_Goal of the exercise_
Beneath this task is a listing; retype all of it exactly.

_Stored rows_
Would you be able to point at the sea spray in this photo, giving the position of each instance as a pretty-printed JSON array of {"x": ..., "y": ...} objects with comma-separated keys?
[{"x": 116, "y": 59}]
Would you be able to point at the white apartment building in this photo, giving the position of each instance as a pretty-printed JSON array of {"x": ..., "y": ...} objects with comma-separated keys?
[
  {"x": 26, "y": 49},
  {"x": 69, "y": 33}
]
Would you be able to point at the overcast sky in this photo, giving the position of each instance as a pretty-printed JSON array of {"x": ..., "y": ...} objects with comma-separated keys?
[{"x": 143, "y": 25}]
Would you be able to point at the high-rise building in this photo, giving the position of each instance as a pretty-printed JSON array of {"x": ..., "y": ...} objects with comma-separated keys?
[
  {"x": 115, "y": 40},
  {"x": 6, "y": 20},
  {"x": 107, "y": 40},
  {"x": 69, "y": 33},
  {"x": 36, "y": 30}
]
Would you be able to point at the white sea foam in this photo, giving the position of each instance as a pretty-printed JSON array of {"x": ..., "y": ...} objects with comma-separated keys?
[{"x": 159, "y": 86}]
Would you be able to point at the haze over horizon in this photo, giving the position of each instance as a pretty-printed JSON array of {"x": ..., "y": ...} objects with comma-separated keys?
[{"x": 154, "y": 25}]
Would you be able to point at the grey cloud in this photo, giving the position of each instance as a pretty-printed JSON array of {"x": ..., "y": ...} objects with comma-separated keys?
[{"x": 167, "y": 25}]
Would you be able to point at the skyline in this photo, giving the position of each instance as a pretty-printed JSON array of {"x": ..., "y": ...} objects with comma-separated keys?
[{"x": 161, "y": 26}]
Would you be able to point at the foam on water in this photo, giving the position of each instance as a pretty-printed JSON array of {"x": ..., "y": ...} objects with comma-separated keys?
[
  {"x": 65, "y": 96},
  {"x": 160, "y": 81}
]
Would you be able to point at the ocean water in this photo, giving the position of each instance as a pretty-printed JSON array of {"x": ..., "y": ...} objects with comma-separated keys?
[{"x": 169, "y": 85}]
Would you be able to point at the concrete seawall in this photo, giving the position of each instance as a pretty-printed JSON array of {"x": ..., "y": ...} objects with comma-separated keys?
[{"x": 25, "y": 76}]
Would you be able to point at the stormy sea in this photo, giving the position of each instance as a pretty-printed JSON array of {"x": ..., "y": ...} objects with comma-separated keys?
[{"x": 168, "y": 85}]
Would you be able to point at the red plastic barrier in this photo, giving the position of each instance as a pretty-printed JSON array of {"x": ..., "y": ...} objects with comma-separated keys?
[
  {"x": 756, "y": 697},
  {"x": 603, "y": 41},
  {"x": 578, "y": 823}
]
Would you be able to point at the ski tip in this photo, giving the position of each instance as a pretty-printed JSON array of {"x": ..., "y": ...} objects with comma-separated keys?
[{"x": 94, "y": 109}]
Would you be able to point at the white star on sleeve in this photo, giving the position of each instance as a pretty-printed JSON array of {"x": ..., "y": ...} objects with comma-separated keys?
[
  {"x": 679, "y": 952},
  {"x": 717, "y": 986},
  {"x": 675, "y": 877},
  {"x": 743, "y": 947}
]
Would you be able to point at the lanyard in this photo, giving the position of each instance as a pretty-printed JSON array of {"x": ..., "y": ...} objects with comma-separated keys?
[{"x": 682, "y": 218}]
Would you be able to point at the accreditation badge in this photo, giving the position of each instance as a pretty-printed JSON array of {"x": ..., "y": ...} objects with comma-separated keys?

_Response for this exercise_
Would you be able to point at the sea spray in this photo, giving the position of each instance as a pretty-printed JSON array of {"x": ..., "y": ...} objects with comma-separated keys?
[{"x": 116, "y": 59}]
Would you be able to point at the white apartment building in this photo, giving the position of each instance as a pretty-printed JSON array of {"x": ..., "y": ...} objects with comma-separated keys?
[
  {"x": 26, "y": 49},
  {"x": 69, "y": 33}
]
Would you be able to point at the overcast sky in this photo, giving the position of each instance as a pretty-printed JSON array of {"x": ..., "y": ...} objects with comma-separated keys?
[{"x": 143, "y": 25}]
Would you be able to point at the high-rise building in this photo, giving the position of each instance as a pretty-printed JSON array of {"x": ..., "y": ...} objects with comma-separated keys?
[
  {"x": 115, "y": 40},
  {"x": 6, "y": 20},
  {"x": 107, "y": 40},
  {"x": 69, "y": 33},
  {"x": 36, "y": 30}
]
Would you be able to point at the white sea foam in this photo, giving the position of each instance as a pretty-printed JSON array of {"x": ..., "y": ...} objects with comma-separated keys?
[{"x": 159, "y": 86}]
Would you be able to point at the haze over horizon in this photo, giving the position of each instance as a pretty-printed JSON array of {"x": ..., "y": ...} objects with comma-separated keys?
[{"x": 154, "y": 25}]
Would you be able to point at the grey cloud in this photo, giving the position of each instance as a pretty-printed JSON array of {"x": ..., "y": ...} objects with comma-separated keys?
[{"x": 167, "y": 25}]
Would you be able to point at the skyline in this photo, giving the position of each instance as a pretty-printed JSON array of {"x": ..., "y": ...} objects with comma-separated keys?
[{"x": 161, "y": 26}]
Would you be able to point at the foam on water in this photo, giving the position of each instance as a pretty-printed JSON array of {"x": ..., "y": ...} objects with comma-separated keys?
[
  {"x": 65, "y": 96},
  {"x": 160, "y": 81}
]
Would you be able to point at the ocean water in this photo, giving the position of each instance as a pretty-printed JSON array of {"x": ..., "y": ...} objects with comma-separated keys?
[{"x": 169, "y": 85}]
Would you be able to point at the concrete seawall in this photo, giving the position of each instance as a pretty-printed JSON array of {"x": ..., "y": ...} objects with comma-separated keys?
[{"x": 25, "y": 76}]
Would you be able to point at the stormy sea in this photo, giving the position of each instance as a pretty-printed JSON array of {"x": ..., "y": ...} objects with comma-separated keys?
[{"x": 168, "y": 85}]
Would you be able to point at the red plastic barrier in this photo, giving the position of each instance as a pretty-printed JSON array of {"x": ..., "y": ...} objects with comma-separated keys?
[
  {"x": 756, "y": 697},
  {"x": 603, "y": 41},
  {"x": 578, "y": 823}
]
Would you be able to point at the ski tip in this photo, giving the position of each instance as a pretty-printed JSON array of {"x": ..., "y": ...} objects with comma-separated keys?
[{"x": 94, "y": 109}]
Would you be able to point at the white star on sleeve in this photo, giving the position of each instance as a pretty-printed JSON array of {"x": ..., "y": ...} objects with comma-separated keys?
[
  {"x": 679, "y": 952},
  {"x": 717, "y": 986},
  {"x": 675, "y": 877},
  {"x": 743, "y": 947}
]
Would you be able to point at the lanyard in this photo, giving the position of each instance as a pretty-printed JSON array of {"x": ..., "y": ...} objects with comma-separated keys?
[{"x": 682, "y": 218}]
Would you be able to point at the accreditation badge in this photo, giving the position of each instance as a pretty-printed JSON array of {"x": ..., "y": ...} objects with comma-separated keys?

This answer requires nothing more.